# YOUR TASK
Would it be possible to reproduce every entry exactly, please?

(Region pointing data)
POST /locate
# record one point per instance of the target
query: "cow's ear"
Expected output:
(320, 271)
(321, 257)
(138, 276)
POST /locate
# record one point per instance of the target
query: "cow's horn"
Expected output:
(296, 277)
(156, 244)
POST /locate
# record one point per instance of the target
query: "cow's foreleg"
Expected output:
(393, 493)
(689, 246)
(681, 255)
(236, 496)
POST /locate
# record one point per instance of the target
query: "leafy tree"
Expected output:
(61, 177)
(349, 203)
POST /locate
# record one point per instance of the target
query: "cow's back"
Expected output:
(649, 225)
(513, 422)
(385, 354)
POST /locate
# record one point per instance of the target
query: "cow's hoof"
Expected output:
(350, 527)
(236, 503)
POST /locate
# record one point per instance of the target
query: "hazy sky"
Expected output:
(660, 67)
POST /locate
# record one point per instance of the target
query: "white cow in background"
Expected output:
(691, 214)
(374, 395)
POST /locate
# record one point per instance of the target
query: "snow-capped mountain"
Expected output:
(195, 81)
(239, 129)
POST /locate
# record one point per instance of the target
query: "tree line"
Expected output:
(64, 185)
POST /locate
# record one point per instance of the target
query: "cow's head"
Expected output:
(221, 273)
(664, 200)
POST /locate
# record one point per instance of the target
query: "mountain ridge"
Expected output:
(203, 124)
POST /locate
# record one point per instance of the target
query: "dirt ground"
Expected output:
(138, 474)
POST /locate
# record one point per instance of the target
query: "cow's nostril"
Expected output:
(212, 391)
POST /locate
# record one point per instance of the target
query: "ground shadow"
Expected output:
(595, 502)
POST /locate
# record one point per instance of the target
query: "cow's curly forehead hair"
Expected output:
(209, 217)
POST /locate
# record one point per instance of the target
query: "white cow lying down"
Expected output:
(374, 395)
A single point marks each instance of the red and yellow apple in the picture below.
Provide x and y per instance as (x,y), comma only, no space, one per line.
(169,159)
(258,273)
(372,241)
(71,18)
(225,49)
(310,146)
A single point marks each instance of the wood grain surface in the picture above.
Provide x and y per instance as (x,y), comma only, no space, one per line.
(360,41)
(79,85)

# EXERCISE OUTPUT
POST /locate
# record one point per instance of the target
query: "cow's ear"
Expected output:
(320, 271)
(321, 257)
(138, 276)
POST /locate
# record one point per instance of the target
query: "cow's horn"
Expected output:
(296, 277)
(156, 244)
POST /locate
# record one point per instance of the target
query: "cow's foreleg"
Expected output:
(393, 493)
(689, 246)
(681, 255)
(236, 496)
POST /locate
# record one point per instance of the target
query: "leafy tree"
Expected output:
(61, 177)
(349, 203)
POST /locate
# record one point per instance of the target
query: "cow's back"
Expected output:
(649, 225)
(513, 422)
(385, 354)
POST /locate
# record one point per instance of the target
query: "cow's hoof"
Expected output:
(350, 527)
(236, 503)
POST /locate
# record one point per instance of the target
query: "hazy sky"
Expected output:
(660, 67)
POST /locate
# record one point per instance of the target
query: "white cow in background"
Expected output:
(691, 214)
(374, 395)
POST /locate
# record one point per instance of the target
query: "snow-capped mountain"
Expected output:
(195, 81)
(239, 129)
POST /locate
# record one point per instance of the target
query: "tree line"
Expected output:
(64, 185)
POST /locate
# record one point per instance of the target
query: "cow's head"
Expected output:
(221, 273)
(664, 200)
POST /locate
# record one point per instance of the target
query: "mountain ridge"
Expected output:
(203, 124)
POST /locate
# record one point per instance of the target
query: "dirt ground"
Expected output:
(138, 474)
POST /locate
# record one point per instance of the target
query: "cow's nostril"
Expected output:
(212, 391)
POST /locate
# record one point per instance of the target
query: "ground shadow"
Expected output:
(595, 502)
POST /locate
# record one point per instance of the target
query: "cow's curly forehead hair"
Expected output:
(209, 217)
POST /locate
# record one point per instance of the target
query: "white cow lying down"
Expected output:
(374, 395)
A single point marks each instance of the red and yellow apple in the picture below.
Provide x and y per instance as (x,y), comma only, no space, one per line.
(169,159)
(258,273)
(372,241)
(71,18)
(225,49)
(310,146)
A single point marks each instance of the wood grain surface in the picture above.
Provide x and y per instance as (x,y), comma only, no space, one per line.
(360,41)
(79,85)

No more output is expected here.